Excerpted passage:

++++

An unfamiliar face set the room alight at the Max Mara show in Milan in February. On a runway populated by supermodels old and new – Natasha Poly, Gigi Hadid, Isabeli Fontana – it was the Somali-American former Miss Minnesota USA pageant contestant Halima Aden, in a hijab, who sparked fervent chatter on the front row.
The level of buzz was surprising considering Halima, 19, had only ever appeared on two runways: her debut in Kanye West's Yeezy show earlier that month during New York Fashion Week, and in the Alberta Ferretti show soon after. But she had become a talking point during the AW17 catwalks, a season that, according to website The Fashion Spot, was the most inclusive on record.

++++

Dataset rows on where objects appear
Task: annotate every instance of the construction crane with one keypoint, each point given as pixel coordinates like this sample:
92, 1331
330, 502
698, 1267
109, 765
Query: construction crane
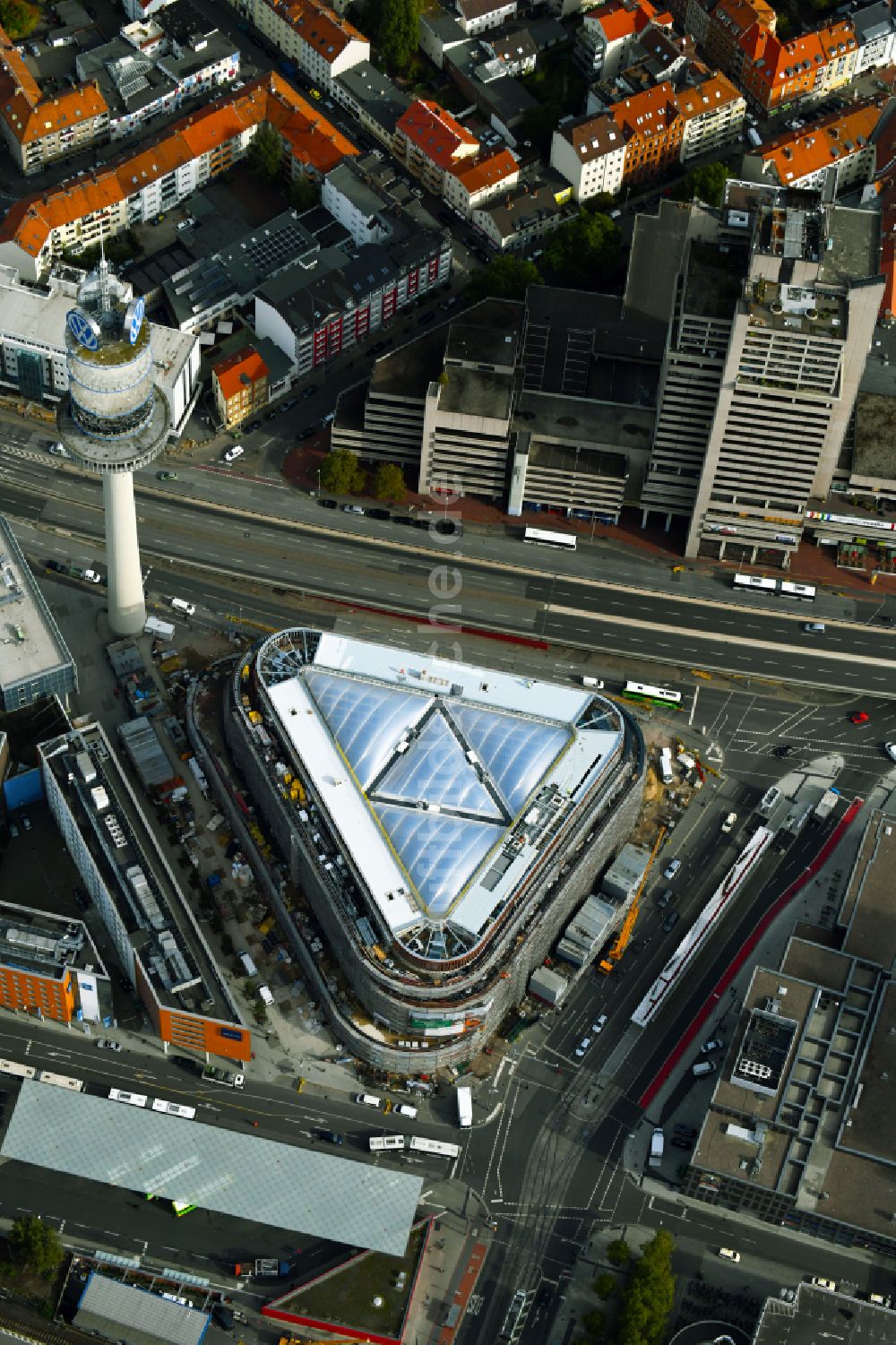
620, 943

++++

Written instruction:
Update the passage above about Halima Aden's runway appearances between "An unfamiliar face" and "inclusive on record.", inclusive, replacing "catwalks" with "runways".

Task output:
An unfamiliar face set the room alight at the Max Mara show in Milan in February. On a runway populated by supermodels old and new – Natasha Poly, Gigi Hadid, Isabeli Fontana – it was the Somali-American former Miss Minnesota USA pageant contestant Halima Aden, in a hijab, who sparked fervent chatter on the front row.
The level of buzz was surprising considering Halima, 19, had only ever appeared on two runways: her debut in Kanye West's Yeezy show earlier that month during New York Fashion Week, and in the Alberta Ferretti show soon after. But she had become a talking point during the AW17 runways, a season that, according to website The Fashion Spot, was the most inclusive on record.